Task data
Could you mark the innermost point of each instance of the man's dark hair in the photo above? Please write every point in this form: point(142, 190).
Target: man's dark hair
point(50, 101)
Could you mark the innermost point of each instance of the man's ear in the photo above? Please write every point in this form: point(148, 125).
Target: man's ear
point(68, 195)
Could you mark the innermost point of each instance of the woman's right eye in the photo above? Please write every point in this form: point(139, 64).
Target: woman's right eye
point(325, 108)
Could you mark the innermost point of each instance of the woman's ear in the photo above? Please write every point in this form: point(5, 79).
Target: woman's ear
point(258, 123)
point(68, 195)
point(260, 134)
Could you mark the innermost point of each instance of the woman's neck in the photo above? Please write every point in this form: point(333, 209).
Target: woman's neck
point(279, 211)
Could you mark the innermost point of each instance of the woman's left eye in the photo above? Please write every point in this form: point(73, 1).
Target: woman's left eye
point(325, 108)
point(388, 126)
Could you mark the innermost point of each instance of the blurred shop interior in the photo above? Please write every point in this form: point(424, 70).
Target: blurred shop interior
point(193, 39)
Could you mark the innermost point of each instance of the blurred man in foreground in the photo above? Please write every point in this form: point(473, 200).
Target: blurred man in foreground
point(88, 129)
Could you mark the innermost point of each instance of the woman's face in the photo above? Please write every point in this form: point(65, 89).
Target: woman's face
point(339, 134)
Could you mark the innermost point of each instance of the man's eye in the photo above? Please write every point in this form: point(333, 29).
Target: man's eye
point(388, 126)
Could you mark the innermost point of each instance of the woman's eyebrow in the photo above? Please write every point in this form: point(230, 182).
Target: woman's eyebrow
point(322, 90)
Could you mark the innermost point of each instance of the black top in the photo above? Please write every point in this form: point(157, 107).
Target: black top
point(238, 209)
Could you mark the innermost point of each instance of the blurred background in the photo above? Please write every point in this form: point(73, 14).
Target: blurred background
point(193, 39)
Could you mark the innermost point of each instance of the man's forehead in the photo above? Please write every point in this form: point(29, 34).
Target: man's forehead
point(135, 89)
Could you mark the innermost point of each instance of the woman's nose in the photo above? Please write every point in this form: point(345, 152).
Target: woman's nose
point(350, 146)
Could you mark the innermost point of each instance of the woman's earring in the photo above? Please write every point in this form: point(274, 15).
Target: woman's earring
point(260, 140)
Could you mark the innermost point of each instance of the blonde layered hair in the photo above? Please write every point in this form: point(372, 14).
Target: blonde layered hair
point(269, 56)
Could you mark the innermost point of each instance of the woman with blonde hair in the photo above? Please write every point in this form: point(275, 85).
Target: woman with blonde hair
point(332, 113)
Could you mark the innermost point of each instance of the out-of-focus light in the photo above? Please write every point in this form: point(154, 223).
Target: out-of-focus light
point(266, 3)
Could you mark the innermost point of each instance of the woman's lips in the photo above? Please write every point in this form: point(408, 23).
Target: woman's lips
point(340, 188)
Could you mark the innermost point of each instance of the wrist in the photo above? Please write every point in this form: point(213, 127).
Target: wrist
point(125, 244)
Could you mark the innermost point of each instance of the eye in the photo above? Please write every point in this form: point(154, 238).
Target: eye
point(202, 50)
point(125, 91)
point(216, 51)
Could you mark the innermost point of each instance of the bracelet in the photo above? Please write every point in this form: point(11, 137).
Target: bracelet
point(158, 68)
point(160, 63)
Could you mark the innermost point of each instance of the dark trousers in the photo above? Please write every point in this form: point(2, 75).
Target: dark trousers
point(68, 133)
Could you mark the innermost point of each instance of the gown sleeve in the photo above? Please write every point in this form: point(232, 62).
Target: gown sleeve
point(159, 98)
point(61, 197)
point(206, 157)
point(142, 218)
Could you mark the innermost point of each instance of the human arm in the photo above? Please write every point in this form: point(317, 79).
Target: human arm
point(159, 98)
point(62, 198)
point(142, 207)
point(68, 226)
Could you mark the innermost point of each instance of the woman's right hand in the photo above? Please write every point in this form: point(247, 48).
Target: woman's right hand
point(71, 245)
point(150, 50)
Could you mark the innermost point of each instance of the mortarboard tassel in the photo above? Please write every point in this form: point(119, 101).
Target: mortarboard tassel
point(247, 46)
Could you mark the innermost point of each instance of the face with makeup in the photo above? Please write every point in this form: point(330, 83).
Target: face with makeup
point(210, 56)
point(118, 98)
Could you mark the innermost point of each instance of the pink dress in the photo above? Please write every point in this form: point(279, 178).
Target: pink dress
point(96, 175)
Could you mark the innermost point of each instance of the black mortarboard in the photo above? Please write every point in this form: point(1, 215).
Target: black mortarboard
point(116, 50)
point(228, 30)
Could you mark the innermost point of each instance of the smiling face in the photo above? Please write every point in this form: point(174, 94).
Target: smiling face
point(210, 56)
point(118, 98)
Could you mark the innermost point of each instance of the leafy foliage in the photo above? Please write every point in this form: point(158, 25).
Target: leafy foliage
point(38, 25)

Exercise
Give back every one of the records above, word for word, with no changes.

Solved exercise
Could you mark the innermost point of each instance of the man's dark hair in the photo above? Please write every point in this form: point(142, 190).
Target: man's dark hair
point(50, 101)
Could you mark the innermost point of each instance of the man's ear in the photo above? Please write every point in this form: point(148, 125).
Target: man's ear
point(68, 195)
Could you mark the innermost point of each instance of the woman's right eye in the photo above? Please write every point in this form: point(139, 64).
Target: woman's right eye
point(325, 108)
Could you mark the innermost point of each instance of the woman's ear in the photo above? Please write every point in this form: point(5, 79).
Target: woman's ear
point(258, 123)
point(68, 195)
point(260, 134)
Could you mark the innermost point of each instance of the woman's neck in the photo above? Please write every point in this form: point(333, 209).
Target: woman's neck
point(279, 211)
Could you mark the innermost point of each instance of the woman's left eye in the photo above? Please write every point in this form: point(73, 1).
Target: woman's left eye
point(325, 108)
point(388, 126)
Could you mark the innermost point of each instance of the blurred shop interior in the photo above? Please write every point in this form: point(424, 70).
Target: blurred shop interior
point(193, 39)
Could you mark the innermost point of each instance of the blurred man in foreground in the photo above? Please write every point in this form: point(473, 200).
Target: blurred man in foreground
point(88, 129)
Could you mark the innermost point of each instance of the woman's face in the photo above? Please write every point in this form: point(65, 89).
Target: woman's face
point(339, 134)
Could you mark the innermost point of each instance of the man's eye in the photo above? Please write every point in this form: point(333, 29).
Target: man's eye
point(388, 126)
Could you mark the innermost point of each instance of the woman's eyebrow in the photo above? Please write every point in this form: point(230, 182).
Target: woman's eyebrow
point(322, 90)
Could you mark the innermost point of each instance of the black top in the photo above? Please write every point in this form: point(157, 107).
Target: black top
point(238, 209)
Could you mark the innermost point of each instance of the blurred background in the photo above? Please write every point in this form: point(73, 14).
Target: blurred background
point(193, 39)
Could you mark the innermost point of each instance of the man's forehead in the photo above? Please write every point in this form: point(29, 34).
Target: man's forehead
point(135, 89)
Could you mark the innermost point of each instance of the woman's nose in the photo above? Please write every point in this form: point(345, 152).
Target: woman's nose
point(350, 146)
Could you mark the innermost point of each instance of the woman's earring in the photo above? Please write every point in this form: point(274, 15).
Target: woman's earring
point(260, 140)
Could you mark the innermost point of each instance of the blonde layered hair in the photo above? Please write every point in this form: point(372, 14).
Target: blonde layered hair
point(269, 56)
Could you mark the innermost point of each instance of the woman with blonde hair in the photo above? Please write every point in this form: point(275, 85).
Target: woman with blonde hair
point(332, 113)
Could you mark the innermost point of each instance of the out-of-focus light in the photo above? Please write every point in this form: point(154, 223).
Target: out-of-focus light
point(266, 3)
Could you mark the innermost point of each instance of the woman's lips in the photo above? Please write every point in this form: point(408, 23).
Target: woman's lips
point(340, 188)
Could you mark the innermost point of each instance of the wrist in the photo above? Please write every point in this form: point(213, 127).
Target: wrist
point(125, 244)
Could you mark the innermost point of each instance of the eye in the photo above? Please write every point in this form: point(154, 238).
Target: eye
point(202, 50)
point(125, 91)
point(216, 51)
Could you mark the innermost point of each instance of the bracelet in the photo above? Please write every point in this form: point(11, 137).
Target: bracelet
point(158, 68)
point(160, 63)
Could you mark the innermost point of each instance of the dark trousers in the photo above? Please write every point in this form: point(2, 75).
Target: dark trousers
point(68, 133)
Could you mark the innermost point of each instance of the gown sleeve in the photo above? Please write every point in this form: point(232, 62).
Target: gown sleeve
point(159, 98)
point(61, 197)
point(206, 157)
point(142, 218)
Could you mark the innermost point of each instance of the human arm in the photo above? Please write every point in this form: point(317, 79).
Target: human arm
point(159, 98)
point(62, 198)
point(142, 207)
point(68, 226)
Could you mark the innermost point of each instance of the woman's right hand in the photo above? Please write every point in this form: point(247, 48).
Target: woman's right hand
point(71, 245)
point(150, 50)
Could you mark the innermost point of each instance of the mortarboard tassel in the photo above? Please write every point in this form: point(119, 101).
Target: mortarboard tassel
point(247, 46)
Could you mark the innermost point of each instance of the face with makeup in the photo above? Please write every point in this form: point(330, 83).
Target: face with makeup
point(210, 56)
point(118, 98)
Could you mark the innermost point of each instance of the pink dress in the photo above? Please write every point in this form: point(279, 178).
Target: pink dress
point(96, 175)
Could you mark the innermost point of each instance of the black mortarboard in the photo above? Please write every point in this form: point(1, 215).
Target: black mortarboard
point(116, 50)
point(228, 30)
Could you mark the innermost point of each instance of the smiling face in the photo above? Please write every point in this form: point(174, 94).
Target: smiling face
point(210, 56)
point(118, 98)
Could you mark the innermost point of each instance of the leafy foliage in the photo above? Please write every point in this form: point(158, 25).
Target: leafy foliage
point(38, 25)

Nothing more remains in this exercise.